** START OF SUPPLIED MATERIAL **
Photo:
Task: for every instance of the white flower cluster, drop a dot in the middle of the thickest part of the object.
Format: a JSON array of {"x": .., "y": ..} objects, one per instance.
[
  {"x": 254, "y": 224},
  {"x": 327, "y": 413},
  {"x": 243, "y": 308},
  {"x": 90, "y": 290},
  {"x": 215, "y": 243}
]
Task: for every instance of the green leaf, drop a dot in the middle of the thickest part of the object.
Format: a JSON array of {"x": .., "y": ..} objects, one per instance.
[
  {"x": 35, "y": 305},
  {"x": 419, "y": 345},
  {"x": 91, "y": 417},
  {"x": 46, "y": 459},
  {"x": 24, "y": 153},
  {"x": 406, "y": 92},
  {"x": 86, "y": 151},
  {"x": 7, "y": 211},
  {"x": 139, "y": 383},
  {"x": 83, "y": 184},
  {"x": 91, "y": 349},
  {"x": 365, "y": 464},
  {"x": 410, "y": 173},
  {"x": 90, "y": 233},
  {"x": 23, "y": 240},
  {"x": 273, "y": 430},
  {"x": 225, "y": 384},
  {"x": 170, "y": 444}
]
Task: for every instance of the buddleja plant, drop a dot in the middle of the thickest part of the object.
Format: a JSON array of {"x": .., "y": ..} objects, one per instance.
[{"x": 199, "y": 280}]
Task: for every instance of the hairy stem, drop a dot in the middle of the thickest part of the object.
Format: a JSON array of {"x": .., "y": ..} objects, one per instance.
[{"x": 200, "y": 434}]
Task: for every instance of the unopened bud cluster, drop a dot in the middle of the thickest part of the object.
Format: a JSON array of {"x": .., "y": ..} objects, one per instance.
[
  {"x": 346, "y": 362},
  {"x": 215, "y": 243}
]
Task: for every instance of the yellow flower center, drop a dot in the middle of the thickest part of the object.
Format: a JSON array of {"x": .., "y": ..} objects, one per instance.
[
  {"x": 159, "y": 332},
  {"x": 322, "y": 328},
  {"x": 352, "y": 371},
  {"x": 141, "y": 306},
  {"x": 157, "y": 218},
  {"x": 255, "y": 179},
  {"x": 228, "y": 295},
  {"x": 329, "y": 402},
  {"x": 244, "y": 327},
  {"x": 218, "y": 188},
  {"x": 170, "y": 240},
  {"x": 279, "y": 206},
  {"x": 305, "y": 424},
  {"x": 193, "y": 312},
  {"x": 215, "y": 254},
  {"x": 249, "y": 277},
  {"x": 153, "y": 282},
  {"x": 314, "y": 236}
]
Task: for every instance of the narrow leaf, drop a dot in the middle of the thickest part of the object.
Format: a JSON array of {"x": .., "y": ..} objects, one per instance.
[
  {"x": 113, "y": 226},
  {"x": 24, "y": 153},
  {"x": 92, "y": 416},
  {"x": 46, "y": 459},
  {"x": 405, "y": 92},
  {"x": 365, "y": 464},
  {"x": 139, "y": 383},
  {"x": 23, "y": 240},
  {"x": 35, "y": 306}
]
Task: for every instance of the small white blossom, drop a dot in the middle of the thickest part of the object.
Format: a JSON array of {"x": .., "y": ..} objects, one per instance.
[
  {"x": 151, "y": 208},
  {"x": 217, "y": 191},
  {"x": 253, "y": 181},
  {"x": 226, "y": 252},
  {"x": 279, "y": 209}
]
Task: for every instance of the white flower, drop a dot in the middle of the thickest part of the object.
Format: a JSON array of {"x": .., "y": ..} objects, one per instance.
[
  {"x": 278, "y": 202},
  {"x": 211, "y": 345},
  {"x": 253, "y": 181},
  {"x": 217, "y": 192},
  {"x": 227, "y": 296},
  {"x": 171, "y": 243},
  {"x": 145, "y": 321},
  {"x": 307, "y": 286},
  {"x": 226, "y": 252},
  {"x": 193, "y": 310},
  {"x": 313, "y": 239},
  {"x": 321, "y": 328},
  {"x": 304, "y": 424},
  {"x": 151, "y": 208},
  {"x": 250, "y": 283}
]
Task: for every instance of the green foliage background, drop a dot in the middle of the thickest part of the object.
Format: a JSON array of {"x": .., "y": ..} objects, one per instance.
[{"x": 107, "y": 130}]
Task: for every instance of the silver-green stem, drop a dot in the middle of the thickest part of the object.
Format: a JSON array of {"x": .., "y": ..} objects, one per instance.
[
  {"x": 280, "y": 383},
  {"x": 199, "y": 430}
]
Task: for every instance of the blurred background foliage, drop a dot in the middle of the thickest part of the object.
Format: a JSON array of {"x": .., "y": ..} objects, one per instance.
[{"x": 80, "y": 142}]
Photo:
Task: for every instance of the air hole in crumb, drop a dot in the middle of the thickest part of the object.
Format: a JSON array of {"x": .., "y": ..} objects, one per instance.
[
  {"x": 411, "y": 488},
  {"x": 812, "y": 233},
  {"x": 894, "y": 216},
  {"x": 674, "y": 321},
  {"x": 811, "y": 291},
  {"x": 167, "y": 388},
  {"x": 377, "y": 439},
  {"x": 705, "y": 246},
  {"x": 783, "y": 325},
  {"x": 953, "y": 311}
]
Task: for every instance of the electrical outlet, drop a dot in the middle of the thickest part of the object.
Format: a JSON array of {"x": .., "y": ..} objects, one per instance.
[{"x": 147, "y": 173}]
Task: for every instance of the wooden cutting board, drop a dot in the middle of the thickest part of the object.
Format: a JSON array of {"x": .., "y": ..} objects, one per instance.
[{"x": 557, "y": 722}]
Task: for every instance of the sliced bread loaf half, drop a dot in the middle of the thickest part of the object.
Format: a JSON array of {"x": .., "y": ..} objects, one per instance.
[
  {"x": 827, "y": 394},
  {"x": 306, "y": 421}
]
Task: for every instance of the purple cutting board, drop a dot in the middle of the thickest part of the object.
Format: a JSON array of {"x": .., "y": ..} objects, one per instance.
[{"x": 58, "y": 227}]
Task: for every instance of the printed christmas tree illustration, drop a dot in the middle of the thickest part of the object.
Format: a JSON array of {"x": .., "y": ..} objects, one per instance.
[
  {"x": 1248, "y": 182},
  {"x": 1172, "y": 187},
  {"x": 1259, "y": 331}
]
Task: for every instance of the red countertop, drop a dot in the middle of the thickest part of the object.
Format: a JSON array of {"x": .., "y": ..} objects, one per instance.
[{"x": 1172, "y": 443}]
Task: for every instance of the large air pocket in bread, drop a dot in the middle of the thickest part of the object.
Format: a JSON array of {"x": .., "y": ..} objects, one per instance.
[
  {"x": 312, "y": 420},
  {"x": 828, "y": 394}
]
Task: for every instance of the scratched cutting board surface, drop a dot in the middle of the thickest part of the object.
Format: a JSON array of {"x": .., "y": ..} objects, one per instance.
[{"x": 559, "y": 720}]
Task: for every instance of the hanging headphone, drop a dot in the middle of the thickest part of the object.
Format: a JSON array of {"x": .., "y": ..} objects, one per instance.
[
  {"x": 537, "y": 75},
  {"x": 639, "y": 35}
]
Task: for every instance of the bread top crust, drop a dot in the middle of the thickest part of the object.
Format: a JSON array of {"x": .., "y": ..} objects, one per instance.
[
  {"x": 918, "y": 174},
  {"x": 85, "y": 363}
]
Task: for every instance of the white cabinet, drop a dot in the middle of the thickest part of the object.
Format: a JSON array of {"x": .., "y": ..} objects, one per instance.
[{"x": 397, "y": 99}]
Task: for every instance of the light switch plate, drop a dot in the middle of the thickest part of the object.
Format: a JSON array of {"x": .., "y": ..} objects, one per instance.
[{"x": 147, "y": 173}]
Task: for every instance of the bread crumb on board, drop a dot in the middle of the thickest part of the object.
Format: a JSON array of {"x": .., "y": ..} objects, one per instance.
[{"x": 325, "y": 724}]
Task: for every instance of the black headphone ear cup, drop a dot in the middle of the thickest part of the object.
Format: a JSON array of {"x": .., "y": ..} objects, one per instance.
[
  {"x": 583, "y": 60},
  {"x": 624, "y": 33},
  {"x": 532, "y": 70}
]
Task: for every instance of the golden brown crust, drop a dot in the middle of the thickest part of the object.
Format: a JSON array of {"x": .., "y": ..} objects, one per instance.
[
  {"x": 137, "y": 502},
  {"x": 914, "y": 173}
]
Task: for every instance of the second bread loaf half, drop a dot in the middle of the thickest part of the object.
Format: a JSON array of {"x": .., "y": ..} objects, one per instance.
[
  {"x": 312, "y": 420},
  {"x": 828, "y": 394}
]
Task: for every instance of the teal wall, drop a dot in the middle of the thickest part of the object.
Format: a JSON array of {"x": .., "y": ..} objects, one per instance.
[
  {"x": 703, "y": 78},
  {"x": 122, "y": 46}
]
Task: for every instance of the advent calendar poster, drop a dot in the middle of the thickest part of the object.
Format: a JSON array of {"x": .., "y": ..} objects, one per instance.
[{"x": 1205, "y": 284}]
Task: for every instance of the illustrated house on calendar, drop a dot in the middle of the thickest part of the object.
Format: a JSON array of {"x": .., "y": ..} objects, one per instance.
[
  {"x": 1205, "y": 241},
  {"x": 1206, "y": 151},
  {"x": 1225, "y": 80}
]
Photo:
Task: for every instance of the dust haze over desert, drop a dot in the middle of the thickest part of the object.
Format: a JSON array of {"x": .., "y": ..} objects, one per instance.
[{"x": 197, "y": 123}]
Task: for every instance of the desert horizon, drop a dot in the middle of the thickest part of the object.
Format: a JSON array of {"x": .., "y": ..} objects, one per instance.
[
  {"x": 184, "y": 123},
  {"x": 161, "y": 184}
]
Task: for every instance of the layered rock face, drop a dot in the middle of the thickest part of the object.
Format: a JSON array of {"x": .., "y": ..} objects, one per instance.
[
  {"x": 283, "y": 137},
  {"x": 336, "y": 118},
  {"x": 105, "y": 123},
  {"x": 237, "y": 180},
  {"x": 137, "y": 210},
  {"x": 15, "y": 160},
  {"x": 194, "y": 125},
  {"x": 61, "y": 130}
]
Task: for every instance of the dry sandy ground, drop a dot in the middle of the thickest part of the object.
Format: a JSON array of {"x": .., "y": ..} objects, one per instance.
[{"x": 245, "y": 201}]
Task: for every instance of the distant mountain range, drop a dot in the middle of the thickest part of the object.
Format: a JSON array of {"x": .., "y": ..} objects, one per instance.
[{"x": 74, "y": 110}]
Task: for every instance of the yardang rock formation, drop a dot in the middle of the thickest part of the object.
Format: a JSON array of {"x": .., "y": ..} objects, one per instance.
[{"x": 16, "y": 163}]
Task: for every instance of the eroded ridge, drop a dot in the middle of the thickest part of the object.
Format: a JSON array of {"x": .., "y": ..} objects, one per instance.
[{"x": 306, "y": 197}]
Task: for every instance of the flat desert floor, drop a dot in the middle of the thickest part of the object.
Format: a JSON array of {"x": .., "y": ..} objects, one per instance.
** END OF SUPPLIED MATERIAL **
STATED TASK:
Give back exactly the lines beginning at the one with "Task: for every instance of the yardang" and ending at the final line of the material; both boundary lines belong in it.

SOLUTION TO THE EXERCISE:
Task: for every instance of the yardang rock formation, drop a dot in the middle of the thickest part of the object.
Format: a JSON array of {"x": .., "y": ..} objects, one per instance.
[{"x": 16, "y": 163}]
Task: for every instance of the eroded ridge, drop a dot in the middle of the thickest part of the object.
Format: a JSON array of {"x": .., "y": ..} objects, one per instance.
[{"x": 306, "y": 197}]
Task: for every instance of the flat desert floor, drop a dot in the middle of the thickest part of the object.
Format: a JSON array of {"x": .., "y": ..} objects, one per instance.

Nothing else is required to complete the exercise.